**Source excerpt**
┄┄┄┄┄┄

This is one of the oddest books I've ever read, so I give it an extra star for quirkiness.

Odd editing... riddled with typos, exclamation points, poor grammar, bad exposition (mentioning something as if it had already been explained, then explaining it later), and repeated phrases, anecdotes and even whole sections.

Odd theology... the moral I gleaned is that you can apparently be as big a jerk as you want in life because God forgives everything.

Odd racist overtones... considering that the three teammates called out for lack of hustle were the three black position players during most of Peterson's time with the Yankees; at the same time, almost all the white players are uniformly described as "good guys" with "great wives."

Odd life advice... don't buy life insurance or root for the Mets, but be sure invest in real estate (unless it falls into the hands of your first wife during the divorce settlement, then you can obsess about real estate values for 40 years).

┄┄┄┄┄┄

**Data provided**
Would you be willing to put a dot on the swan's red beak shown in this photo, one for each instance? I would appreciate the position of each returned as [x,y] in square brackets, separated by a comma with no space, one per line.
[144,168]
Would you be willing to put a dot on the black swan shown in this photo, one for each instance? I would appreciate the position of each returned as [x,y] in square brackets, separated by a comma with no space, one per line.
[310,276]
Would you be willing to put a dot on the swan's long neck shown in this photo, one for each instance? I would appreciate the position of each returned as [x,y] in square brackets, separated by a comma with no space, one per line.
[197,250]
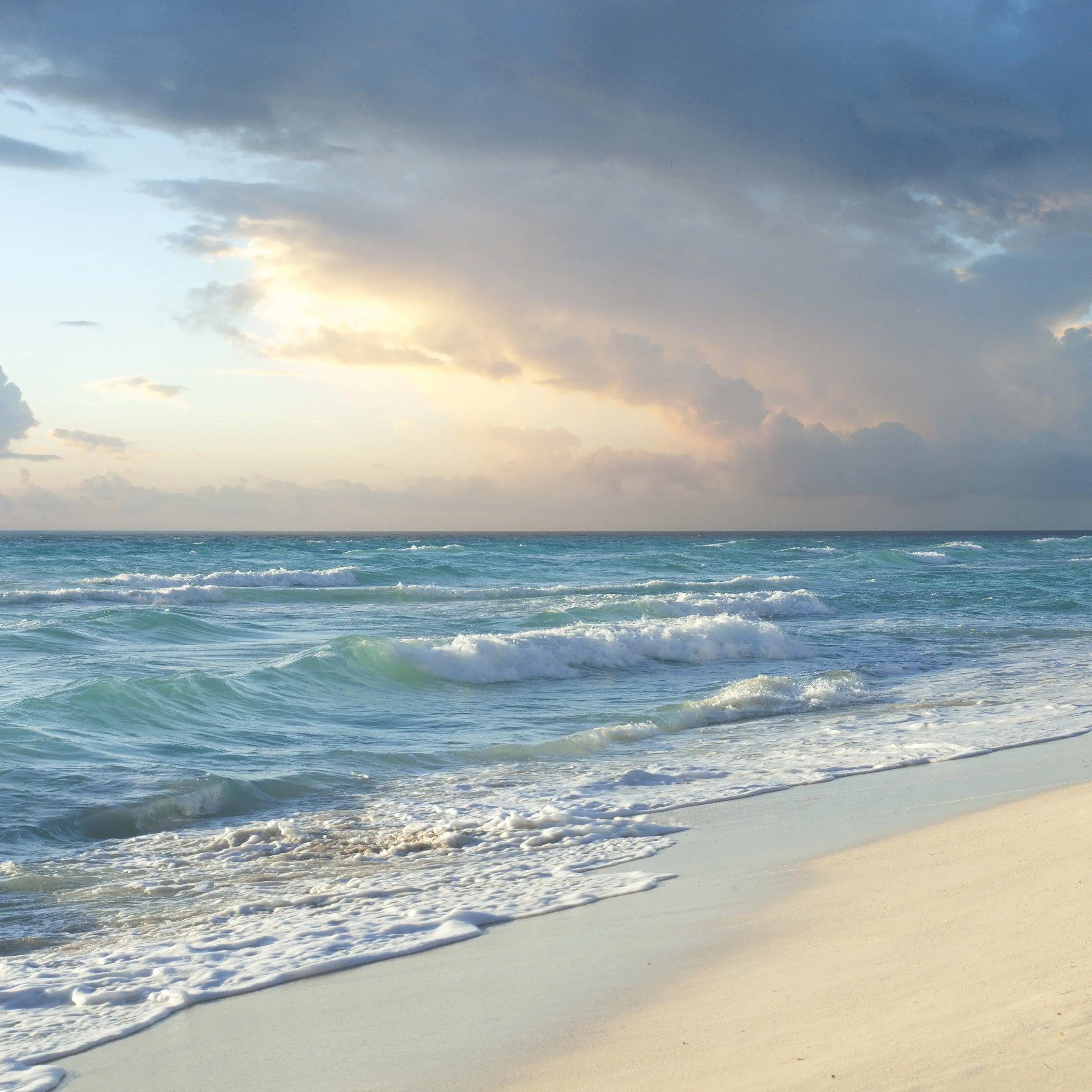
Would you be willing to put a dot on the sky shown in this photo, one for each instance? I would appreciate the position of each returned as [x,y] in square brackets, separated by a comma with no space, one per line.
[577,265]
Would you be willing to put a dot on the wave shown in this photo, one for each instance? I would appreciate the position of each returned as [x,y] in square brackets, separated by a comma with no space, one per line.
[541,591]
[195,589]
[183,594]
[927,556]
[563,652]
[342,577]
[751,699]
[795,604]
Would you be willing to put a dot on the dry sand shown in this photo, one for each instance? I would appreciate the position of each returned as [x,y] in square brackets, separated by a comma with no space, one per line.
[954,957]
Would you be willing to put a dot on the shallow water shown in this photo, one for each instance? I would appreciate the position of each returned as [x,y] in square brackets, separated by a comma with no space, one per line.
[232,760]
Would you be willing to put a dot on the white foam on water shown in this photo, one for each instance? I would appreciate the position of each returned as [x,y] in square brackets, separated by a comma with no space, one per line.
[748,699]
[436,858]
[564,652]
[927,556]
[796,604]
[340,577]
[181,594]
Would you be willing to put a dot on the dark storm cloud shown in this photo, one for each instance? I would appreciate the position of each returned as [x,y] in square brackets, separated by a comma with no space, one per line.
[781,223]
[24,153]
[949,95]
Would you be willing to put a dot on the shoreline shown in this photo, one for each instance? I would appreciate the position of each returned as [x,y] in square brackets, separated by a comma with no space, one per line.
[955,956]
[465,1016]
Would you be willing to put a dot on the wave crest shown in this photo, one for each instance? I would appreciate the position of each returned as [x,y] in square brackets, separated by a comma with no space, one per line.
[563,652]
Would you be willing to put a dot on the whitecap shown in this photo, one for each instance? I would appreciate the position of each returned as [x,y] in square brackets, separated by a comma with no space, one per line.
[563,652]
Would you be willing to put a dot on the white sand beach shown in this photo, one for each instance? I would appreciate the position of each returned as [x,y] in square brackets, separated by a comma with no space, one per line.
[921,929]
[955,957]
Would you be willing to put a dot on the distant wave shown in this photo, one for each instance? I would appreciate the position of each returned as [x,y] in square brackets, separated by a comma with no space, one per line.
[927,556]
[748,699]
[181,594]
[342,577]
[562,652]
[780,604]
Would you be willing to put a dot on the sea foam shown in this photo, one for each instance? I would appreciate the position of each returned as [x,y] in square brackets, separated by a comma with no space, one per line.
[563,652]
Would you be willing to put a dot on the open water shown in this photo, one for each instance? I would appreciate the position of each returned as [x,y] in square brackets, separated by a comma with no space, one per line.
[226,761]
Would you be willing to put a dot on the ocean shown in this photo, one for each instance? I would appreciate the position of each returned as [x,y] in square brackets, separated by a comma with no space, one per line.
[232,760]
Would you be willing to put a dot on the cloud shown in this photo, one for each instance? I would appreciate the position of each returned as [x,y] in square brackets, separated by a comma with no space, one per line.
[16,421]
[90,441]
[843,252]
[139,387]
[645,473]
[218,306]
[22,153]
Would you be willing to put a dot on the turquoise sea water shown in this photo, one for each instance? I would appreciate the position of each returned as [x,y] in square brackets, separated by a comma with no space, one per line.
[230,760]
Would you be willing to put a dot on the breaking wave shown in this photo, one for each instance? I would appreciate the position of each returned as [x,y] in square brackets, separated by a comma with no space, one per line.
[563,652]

┄┄┄┄┄┄

**Complete the following**
1) Rewrite the records as a numbered list, starting at the line that contains "Would you be willing to put a dot on the turquoise" and ending at the last line of the records, with blank lines left out.
2) Extend the review of the odd Yankees book past its final paragraph.
The records have no connection to the text.

**Final results**
1)
1. Would you be willing to put a dot on the turquoise sea water shown in this photo, one for each instance? I would appreciate the position of each returned as [x,y] in square brackets, separated by a comma with no space, one per line.
2. [230,760]
3. Would you be willing to put a dot on the breaking wave shown in this photo, one for each instance? I would appreciate the position of each returned as [x,y] in square brackets, separated by a comma with no space, one per line.
4. [563,652]

2)
Oh, parenthetically, about that divorce: Odd that this book glossed over the one thing Peterson is most known for... that he swapped wives and children and family dogs with a teammate in 1973. Oh, but that will be the subject of another book, it's explained.

Mr. Peterson, you were a splendid pitcher for the Yankees many years ago. I rooted for you as a boy. Thank you for bringing back those memories. I admire your professional career and if you ever do draft another book, please contact me before self-publishing again.

Odd, but I think I may be able to help you. I'd edit it for free.